Goal. Print exactly the lines from the line with "[mark] dog's eye" to the last line of the data, please, both included.
**** Data provided ****
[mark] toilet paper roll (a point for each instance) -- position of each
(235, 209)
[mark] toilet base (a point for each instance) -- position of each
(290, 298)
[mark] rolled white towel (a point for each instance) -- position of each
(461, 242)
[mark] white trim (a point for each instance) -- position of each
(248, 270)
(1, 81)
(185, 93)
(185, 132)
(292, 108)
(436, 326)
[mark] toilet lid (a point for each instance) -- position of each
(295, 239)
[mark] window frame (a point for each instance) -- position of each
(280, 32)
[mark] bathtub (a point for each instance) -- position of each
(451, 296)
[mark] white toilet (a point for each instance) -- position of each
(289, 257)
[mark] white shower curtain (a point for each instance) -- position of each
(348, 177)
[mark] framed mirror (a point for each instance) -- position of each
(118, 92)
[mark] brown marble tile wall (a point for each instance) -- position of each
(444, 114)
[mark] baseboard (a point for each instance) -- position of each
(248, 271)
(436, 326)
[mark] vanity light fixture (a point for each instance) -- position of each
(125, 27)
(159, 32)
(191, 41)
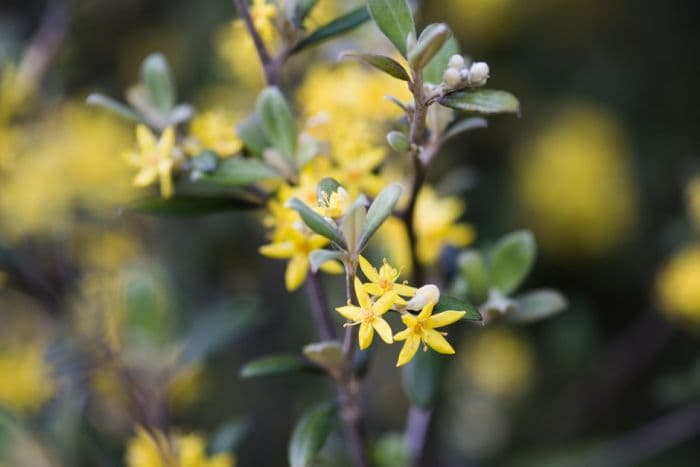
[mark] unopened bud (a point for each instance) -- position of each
(452, 78)
(425, 295)
(479, 73)
(456, 62)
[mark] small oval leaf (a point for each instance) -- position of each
(310, 435)
(482, 101)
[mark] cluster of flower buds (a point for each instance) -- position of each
(459, 75)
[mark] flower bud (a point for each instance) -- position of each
(452, 78)
(456, 62)
(479, 73)
(425, 295)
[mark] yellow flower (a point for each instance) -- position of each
(25, 376)
(383, 281)
(158, 450)
(369, 315)
(422, 328)
(154, 159)
(678, 285)
(216, 132)
(575, 183)
(295, 246)
(435, 223)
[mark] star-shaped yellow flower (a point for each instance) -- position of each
(369, 315)
(295, 245)
(154, 159)
(384, 281)
(422, 328)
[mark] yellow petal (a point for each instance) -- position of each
(460, 235)
(383, 305)
(409, 349)
(362, 297)
(369, 271)
(145, 138)
(436, 342)
(445, 318)
(350, 312)
(280, 250)
(402, 335)
(383, 329)
(366, 335)
(296, 272)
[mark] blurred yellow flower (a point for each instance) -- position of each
(158, 450)
(421, 328)
(25, 376)
(368, 315)
(693, 194)
(436, 225)
(154, 159)
(213, 131)
(678, 285)
(575, 183)
(499, 362)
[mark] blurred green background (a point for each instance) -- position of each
(600, 166)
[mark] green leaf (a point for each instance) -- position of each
(394, 19)
(191, 205)
(474, 272)
(433, 72)
(381, 208)
(336, 27)
(318, 258)
(253, 135)
(430, 42)
(482, 101)
(537, 305)
(383, 63)
(275, 365)
(511, 260)
(278, 122)
(310, 435)
(157, 77)
(448, 302)
(462, 126)
(112, 105)
(316, 222)
(421, 378)
(240, 172)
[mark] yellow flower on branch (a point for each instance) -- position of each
(154, 159)
(384, 280)
(421, 328)
(435, 223)
(296, 246)
(369, 315)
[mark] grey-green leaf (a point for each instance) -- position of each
(338, 26)
(310, 435)
(394, 19)
(511, 260)
(448, 302)
(381, 208)
(435, 69)
(316, 222)
(482, 101)
(278, 121)
(383, 63)
(318, 258)
(240, 172)
(430, 42)
(275, 365)
(158, 79)
(112, 105)
(537, 305)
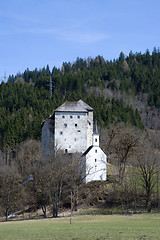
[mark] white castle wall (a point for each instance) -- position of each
(48, 137)
(96, 165)
(71, 131)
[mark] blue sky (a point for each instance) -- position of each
(34, 33)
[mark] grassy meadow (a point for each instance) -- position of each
(144, 227)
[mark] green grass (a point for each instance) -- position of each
(144, 227)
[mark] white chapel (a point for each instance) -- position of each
(70, 129)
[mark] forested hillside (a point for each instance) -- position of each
(123, 90)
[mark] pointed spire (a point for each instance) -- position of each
(96, 128)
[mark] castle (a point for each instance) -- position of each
(70, 129)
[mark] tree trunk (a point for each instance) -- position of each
(7, 210)
(148, 202)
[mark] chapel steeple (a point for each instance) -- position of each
(95, 136)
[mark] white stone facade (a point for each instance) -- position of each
(70, 129)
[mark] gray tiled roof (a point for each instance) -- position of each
(79, 106)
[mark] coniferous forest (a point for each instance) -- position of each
(125, 96)
(28, 98)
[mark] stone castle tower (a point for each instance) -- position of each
(70, 129)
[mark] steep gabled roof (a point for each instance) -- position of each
(87, 151)
(79, 106)
(85, 105)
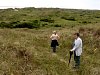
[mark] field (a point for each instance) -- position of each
(25, 50)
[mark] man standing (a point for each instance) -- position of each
(77, 49)
(54, 40)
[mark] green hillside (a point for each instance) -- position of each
(25, 51)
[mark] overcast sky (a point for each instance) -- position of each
(74, 4)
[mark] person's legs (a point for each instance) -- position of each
(54, 49)
(77, 62)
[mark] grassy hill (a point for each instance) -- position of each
(25, 51)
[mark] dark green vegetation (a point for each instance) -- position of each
(25, 51)
(47, 17)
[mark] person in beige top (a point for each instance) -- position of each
(54, 40)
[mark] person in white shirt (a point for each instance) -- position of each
(54, 40)
(77, 49)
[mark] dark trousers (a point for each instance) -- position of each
(77, 60)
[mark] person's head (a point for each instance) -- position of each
(54, 32)
(76, 35)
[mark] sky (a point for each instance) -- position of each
(68, 4)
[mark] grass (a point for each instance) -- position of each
(26, 51)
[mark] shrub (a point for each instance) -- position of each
(69, 18)
(47, 20)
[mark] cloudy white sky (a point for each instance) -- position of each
(74, 4)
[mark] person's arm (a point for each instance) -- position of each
(77, 44)
(51, 36)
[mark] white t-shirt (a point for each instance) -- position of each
(54, 37)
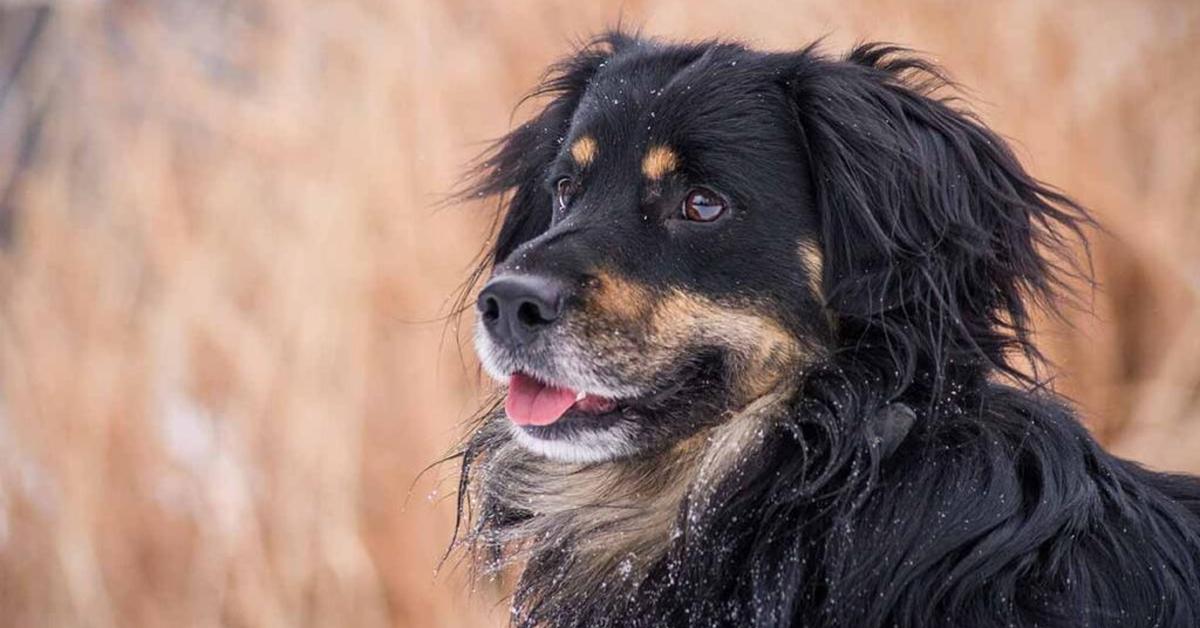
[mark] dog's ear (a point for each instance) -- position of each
(515, 166)
(935, 238)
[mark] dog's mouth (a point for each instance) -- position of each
(532, 402)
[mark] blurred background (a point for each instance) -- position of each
(223, 268)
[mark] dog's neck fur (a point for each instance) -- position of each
(615, 518)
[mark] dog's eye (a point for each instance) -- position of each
(564, 191)
(702, 205)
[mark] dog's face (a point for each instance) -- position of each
(689, 227)
(677, 276)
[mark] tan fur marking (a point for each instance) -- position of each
(761, 348)
(585, 150)
(814, 262)
(618, 299)
(659, 161)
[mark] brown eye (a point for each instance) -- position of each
(702, 205)
(564, 191)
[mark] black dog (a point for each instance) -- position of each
(763, 320)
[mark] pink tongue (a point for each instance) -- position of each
(532, 402)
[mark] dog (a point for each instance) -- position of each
****
In response.
[mark] dog's eye (a point for each instance) -- position of each
(564, 191)
(702, 205)
[mark] dog's face (a point for each instance) -- position of each
(689, 227)
(677, 276)
[mark] tan fur marking (a point for each instance) -- position of each
(761, 348)
(585, 150)
(814, 262)
(618, 299)
(659, 161)
[mark] brown eye (a point for each instance) -- position of each
(702, 205)
(564, 191)
[mark] black dog (a point for each instance) -- position of each
(763, 320)
[mark] pink tongue (a point for each instance) -- position of each
(532, 402)
[mark] dog (a point for each instance) -- position of each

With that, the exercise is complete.